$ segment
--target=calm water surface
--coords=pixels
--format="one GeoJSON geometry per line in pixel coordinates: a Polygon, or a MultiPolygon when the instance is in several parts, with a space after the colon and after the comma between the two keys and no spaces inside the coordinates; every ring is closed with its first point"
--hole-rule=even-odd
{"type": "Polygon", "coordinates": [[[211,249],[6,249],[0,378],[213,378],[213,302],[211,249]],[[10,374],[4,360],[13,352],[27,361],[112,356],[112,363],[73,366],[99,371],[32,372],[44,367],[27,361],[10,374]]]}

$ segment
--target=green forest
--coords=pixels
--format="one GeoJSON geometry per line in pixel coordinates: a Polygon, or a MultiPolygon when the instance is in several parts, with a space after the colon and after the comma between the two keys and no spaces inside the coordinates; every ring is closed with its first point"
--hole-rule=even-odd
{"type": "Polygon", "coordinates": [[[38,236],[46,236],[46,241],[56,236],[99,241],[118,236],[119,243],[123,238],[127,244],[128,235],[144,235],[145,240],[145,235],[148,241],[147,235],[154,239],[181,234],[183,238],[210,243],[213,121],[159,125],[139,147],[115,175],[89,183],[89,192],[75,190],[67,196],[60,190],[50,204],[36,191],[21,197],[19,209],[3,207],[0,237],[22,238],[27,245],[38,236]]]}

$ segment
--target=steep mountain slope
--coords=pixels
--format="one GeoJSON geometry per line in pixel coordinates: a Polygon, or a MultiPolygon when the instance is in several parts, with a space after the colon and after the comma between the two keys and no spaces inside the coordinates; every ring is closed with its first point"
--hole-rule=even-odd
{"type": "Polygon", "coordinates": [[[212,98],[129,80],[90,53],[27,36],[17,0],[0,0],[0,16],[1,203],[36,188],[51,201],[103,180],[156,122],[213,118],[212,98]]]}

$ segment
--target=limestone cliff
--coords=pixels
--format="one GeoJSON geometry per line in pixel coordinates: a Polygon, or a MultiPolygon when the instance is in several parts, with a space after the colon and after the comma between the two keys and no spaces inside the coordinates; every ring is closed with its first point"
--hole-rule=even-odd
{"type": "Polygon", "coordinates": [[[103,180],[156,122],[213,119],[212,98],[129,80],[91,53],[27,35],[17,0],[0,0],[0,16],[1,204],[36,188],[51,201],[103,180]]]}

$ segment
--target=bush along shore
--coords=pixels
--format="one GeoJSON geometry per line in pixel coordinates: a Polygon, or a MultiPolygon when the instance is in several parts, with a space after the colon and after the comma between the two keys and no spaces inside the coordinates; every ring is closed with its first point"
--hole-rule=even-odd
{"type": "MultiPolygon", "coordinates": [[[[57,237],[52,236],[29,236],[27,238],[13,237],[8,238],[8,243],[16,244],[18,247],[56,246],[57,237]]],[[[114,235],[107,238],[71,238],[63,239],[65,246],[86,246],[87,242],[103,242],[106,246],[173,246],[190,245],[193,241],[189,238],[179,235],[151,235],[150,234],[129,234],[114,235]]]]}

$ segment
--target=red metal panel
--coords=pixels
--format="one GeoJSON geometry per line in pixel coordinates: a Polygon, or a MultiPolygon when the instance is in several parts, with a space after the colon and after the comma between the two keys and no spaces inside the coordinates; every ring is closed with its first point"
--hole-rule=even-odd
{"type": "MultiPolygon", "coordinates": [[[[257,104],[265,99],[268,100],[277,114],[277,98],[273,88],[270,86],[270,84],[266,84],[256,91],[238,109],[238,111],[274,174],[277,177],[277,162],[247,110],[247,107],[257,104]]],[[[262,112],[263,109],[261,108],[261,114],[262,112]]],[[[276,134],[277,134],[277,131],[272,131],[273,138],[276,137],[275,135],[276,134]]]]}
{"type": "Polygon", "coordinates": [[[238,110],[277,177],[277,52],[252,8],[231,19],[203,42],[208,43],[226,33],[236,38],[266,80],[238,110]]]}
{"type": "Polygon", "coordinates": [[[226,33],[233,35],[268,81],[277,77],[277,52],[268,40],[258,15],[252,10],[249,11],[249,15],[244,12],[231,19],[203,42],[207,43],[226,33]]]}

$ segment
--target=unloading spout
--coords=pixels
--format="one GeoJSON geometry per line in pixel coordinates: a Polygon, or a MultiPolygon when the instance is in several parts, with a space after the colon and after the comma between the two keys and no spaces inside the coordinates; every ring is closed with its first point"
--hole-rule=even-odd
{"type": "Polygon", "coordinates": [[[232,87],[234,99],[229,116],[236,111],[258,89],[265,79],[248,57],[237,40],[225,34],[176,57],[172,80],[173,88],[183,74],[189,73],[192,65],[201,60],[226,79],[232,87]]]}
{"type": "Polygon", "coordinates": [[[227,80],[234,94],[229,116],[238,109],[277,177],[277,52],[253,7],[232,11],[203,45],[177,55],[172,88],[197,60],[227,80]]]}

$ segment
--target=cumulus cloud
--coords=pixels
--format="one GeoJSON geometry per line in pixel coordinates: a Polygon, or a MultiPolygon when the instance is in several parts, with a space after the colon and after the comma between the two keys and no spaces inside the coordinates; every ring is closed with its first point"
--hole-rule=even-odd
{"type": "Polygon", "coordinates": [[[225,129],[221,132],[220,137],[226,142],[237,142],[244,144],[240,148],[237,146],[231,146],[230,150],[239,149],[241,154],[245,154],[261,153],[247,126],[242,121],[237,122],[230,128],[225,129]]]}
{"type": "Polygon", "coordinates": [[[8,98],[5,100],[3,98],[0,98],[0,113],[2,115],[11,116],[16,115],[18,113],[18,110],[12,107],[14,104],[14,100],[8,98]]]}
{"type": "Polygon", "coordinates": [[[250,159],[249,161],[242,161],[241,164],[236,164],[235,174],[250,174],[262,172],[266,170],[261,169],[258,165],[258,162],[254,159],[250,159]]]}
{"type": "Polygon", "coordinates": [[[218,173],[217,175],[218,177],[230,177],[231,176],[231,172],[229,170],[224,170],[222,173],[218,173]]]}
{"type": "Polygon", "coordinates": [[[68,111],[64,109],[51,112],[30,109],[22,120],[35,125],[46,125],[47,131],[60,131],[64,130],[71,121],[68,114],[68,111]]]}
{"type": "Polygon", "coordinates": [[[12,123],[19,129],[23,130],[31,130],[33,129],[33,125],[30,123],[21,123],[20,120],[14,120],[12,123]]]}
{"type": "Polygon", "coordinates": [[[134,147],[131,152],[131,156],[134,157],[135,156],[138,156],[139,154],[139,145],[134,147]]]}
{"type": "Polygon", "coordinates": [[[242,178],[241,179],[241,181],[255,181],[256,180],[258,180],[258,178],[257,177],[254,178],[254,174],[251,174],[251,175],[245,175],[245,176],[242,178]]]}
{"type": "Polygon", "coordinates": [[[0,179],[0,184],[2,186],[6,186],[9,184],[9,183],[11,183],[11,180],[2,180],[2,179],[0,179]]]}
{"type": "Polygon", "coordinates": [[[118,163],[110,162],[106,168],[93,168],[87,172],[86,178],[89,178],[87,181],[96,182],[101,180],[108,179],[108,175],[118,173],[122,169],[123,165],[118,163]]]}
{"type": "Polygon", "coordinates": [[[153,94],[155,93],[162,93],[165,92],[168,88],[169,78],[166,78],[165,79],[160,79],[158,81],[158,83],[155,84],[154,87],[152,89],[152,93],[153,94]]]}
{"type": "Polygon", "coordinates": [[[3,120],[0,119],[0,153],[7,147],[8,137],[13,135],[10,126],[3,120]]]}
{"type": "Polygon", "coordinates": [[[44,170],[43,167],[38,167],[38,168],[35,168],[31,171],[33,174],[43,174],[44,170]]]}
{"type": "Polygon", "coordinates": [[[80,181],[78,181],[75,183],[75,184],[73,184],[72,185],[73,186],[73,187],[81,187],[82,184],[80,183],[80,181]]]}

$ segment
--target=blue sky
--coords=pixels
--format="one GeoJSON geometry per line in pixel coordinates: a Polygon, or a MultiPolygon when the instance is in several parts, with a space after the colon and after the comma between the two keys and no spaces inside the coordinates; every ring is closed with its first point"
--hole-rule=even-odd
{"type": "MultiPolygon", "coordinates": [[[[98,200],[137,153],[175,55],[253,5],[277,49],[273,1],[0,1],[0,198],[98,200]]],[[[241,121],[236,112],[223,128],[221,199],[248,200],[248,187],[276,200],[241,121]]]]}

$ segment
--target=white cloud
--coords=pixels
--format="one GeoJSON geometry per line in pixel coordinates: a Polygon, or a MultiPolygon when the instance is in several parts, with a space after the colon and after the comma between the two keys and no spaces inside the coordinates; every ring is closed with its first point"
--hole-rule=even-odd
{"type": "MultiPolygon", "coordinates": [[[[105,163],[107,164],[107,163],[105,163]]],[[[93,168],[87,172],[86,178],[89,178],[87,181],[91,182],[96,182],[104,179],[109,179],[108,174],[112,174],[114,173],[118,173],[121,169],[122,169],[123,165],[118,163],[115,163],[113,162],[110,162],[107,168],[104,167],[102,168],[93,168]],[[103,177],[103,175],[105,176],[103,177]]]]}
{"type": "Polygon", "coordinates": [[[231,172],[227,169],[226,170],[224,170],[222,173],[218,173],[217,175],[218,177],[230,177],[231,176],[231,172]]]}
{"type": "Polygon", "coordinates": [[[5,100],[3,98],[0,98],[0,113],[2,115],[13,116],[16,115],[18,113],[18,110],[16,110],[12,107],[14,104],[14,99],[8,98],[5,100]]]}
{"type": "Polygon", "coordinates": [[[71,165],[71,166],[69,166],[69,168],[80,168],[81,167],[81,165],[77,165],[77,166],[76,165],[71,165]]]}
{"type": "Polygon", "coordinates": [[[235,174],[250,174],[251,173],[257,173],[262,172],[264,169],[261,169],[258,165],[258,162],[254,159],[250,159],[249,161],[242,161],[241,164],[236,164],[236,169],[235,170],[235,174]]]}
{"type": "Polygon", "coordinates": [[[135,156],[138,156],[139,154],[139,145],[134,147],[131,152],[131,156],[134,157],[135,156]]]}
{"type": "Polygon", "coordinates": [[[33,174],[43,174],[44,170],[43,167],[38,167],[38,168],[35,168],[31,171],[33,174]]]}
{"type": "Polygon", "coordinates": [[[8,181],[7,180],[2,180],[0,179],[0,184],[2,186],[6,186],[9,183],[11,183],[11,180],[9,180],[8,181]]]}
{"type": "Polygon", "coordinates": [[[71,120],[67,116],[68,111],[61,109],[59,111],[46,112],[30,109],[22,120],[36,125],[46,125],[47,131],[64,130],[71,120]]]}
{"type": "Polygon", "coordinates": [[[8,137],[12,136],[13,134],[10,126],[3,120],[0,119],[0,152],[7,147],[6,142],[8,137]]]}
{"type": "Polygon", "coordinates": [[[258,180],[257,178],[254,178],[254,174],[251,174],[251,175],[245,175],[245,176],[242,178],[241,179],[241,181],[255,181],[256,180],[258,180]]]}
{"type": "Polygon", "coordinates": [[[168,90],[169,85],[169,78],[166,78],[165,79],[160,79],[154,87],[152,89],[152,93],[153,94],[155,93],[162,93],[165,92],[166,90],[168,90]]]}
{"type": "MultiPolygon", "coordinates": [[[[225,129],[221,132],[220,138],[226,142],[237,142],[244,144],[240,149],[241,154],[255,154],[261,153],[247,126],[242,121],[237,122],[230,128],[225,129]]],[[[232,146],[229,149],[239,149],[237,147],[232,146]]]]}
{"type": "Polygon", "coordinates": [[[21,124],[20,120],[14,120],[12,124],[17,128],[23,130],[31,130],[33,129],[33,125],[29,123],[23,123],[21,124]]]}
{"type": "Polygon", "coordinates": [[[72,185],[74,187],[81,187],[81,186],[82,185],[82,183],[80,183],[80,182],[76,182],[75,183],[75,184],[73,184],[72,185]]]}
========================================================================
◆ GIVEN INSTRUCTION
Extract every line above that contains the string "target". The match is case-sensitive.

◆ THE REPLY
--target=calm water surface
--target=green forest
--target=steep mountain slope
--target=limestone cliff
--target=bush along shore
--target=red metal panel
--target=unloading spout
--target=cumulus cloud
--target=blue sky
--target=white cloud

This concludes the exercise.